* [TASK TO COMPLETE]
According to the forum thread on package registries, what competing interests must a specification balance?

+++ DOCUMENT

Again, I must stress that I’m not saying package signing doesn’t have value. I am saying that it is incumbent upon this pitch to clearly address what attack scenarios are mitigated and how. Adding cryptography to a protocol should not be done simply because it’s nice to have, it should be done with clear and reasoned intent. I’m just asking for the pitch to show its working.

Sorry, I don’t think I posed the question clearly enough, let me rephrase: how does the package manager interact with the PGP ecosystem to manage keys and do verification?

There are lots of possible answers here. Let’s outline some:

  1. The package manager uses any existing gpg installation on the box to manage verification. It does not download signatures or attempt to update them in any way, it just attempts to validate. Missing keys are not errors, and pass silently.
  2. As (1) but missing keys do not pass silently, the package manager emits warnings.
  3. As (1) but missing keys are errors. Users are required to perform out-of-band steps to obtain those keys.
  4. As (2), but the package manager will attempt to download any key from SKS and then present it to the user asking them to validate.
  5. The package manager ships with a known-trusted key.
  6. The package manager can be “configured” with a registry which includes some out-of-band system to communicate a trusted key at setup.
  7. The package manager does nothing, users are required to take manual steps to perform verification.
  8. This pitch declares this out of scope: it says that registries must sign, but places no rules upon the package manager about what to do with this information.

Each of these is very different! They provide different levels of defense, they have different weaknesses and strengths, they trade off availability and ease of use in different ways. IMO this pitch should address whether it a) requires anything from package managers, and b) from registries.

2 Likes

We're in agreement here. I've already made changes to my draft of the proposal locally that expand on what package signing does and how it works, and I'm continuing to refine that to be responsive to feedback from you and others. Given that this is a key feature of the registries, it deserves a more satisfactory explanation of how it works.

That's an excellent question, and one that I look forward to address in the follow-up proposal for how Swift Package Manager integrates with package registries. And please don't read that as brushing off your concerns — I agree completely that these details matter, and sincerely appreciate your raising these points.

A specification has to balance several competing interests: specificity vs. flexibility, brevity vs. exhaustivity, the needs of providers and consumers. Being too specific about implementation details risks invaliding equally viable (or even better) alternatives.

I agree that more can be done to articulate the motivation and value of the security features introduced by this proposal, but I want to make sure we're doing that in a way that doesn't micromanage implementations.

2 Likes

First off thank you @mattt for the proposal! Apologies if this question is already answered but how would this proposal expect to solve authentication of clients to the registry for "pulling" packages? It seems like the authentication scheme used by each registry can be different but yet it's not covered how it would be expected to be used. I am thinking along the lines of enterprises that use a package registry of some sort already for custom/private packages and who may not have an SSH level authentication pattern or host in Github.

++++++
+++ DATASET CONTENT

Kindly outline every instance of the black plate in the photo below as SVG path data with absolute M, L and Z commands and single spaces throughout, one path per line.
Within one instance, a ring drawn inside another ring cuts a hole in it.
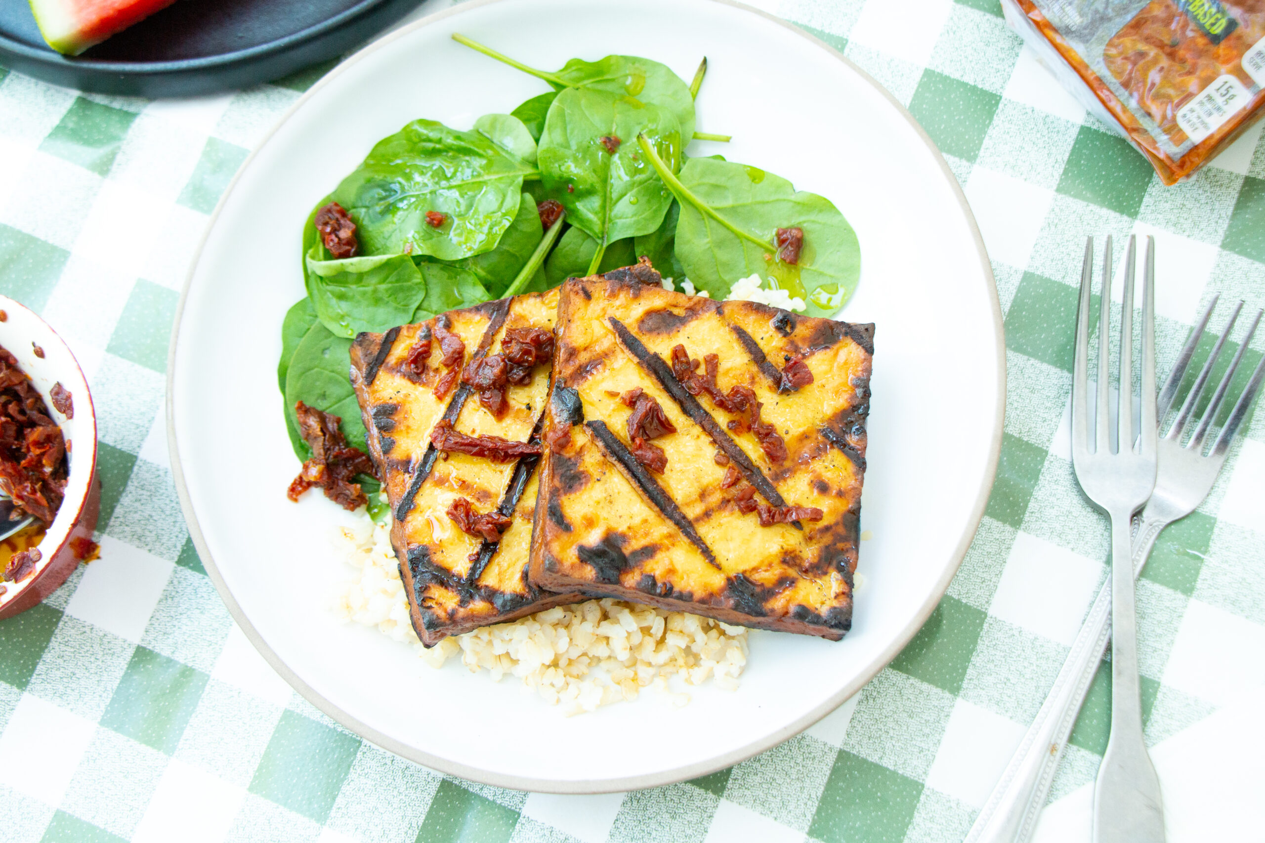
M 249 87 L 339 56 L 419 0 L 180 0 L 82 56 L 52 51 L 25 0 L 0 0 L 0 65 L 101 94 Z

++++++

* [FINAL RESULT]
Specificity versus flexibility, brevity versus exhaustivity, and the needs of providers and consumers.